-- Text excerpt start --
Re: do_loop_readv_writev() not as described for drivers implementing only write()?

From: Daniel Baluta
Date: Wed Mar 03 2010 - 07:11:35 EST


On Tue, Mar 2, 2010 at 2:55 PM, Mike McTernan <mmcternan@xxxxxxxxxxx> wrote:
> Hi,
>
> I'm using writev() with an old FPGA driver which only implements
> write(), not aio_write().  I'm expecting the behaviour described in the
> man page for writev():
>
> "The  data  transfers  performed by readv() and writev() are atomic: the
> data written by writev() is written as a single block that is not
> intermingled with output from writes in other processes (but see pipe(7)
> for an exception); analogously, readv() is guaranteed to read a
> contiguous block of data from the file, regardless of read operations
> performed in other threads or processes that have file descriptors
> referring to the same open file description (see open(2))."
>
> I appear to be observing intermingling of individual iovec entries that
> are being written to the same fd from different threads i.e. each call
> to writev() isn't producing a contiguous block to be output.  This is at
> odds with the man page description.
-- Text excerpt end --
-- Information provided start --
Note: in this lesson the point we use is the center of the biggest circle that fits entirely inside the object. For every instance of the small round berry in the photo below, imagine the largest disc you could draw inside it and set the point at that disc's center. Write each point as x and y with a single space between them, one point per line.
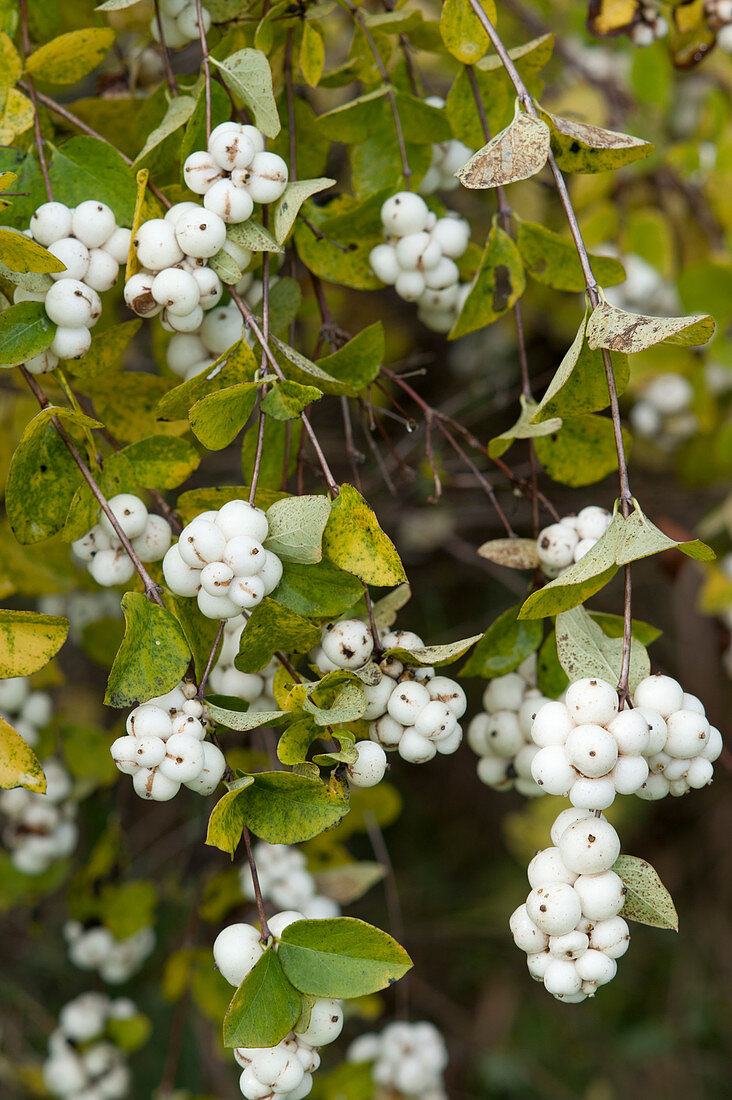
-- Information provided end --
Continue the mailing-list message about writev() atomicity with a FPGA driver that only implements write(), starting after its final sentence.

>
> Looking into the kernel sources (from around 2.6.28 to 2.6.33), the
> driver doesn't implement aio_write(), so vfs_writev() gets handled by
> do_loop_readv_writev() as a series of discrete calls to the driver's
> write().
>
> I can't see where any locking is applied to ensure each iovec is handled
> serially without 'internmingling', which would awkwardly have to be
> outside the driver in this case.

I'm also interested about this topic. Can anyone help?
I would say that the libc enforces atomicity, but I have to dig deeper for
a real answer :).

thanks,
Daniel.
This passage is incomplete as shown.